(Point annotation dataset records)
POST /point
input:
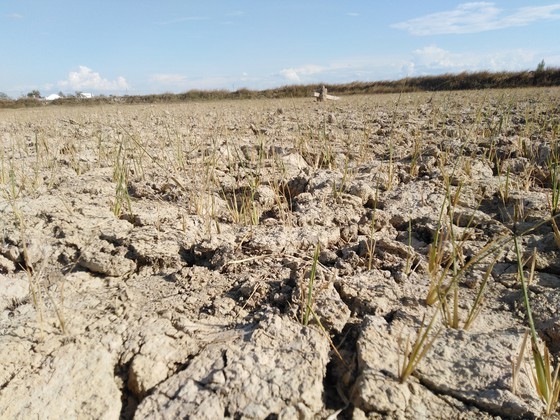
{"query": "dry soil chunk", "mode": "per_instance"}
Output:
(76, 381)
(279, 364)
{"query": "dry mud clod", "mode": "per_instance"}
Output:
(159, 261)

Requirement: Reproduce the listing with every "dry" swapped for "moist" and all other text kept the same. Omit the pictures from your answer.

Answer to the problem:
POST /point
input:
{"query": "moist soil chunk", "mode": "per_instance"}
Output:
(76, 381)
(279, 364)
{"query": "moist mud clod", "mode": "per_instance"}
Output:
(159, 261)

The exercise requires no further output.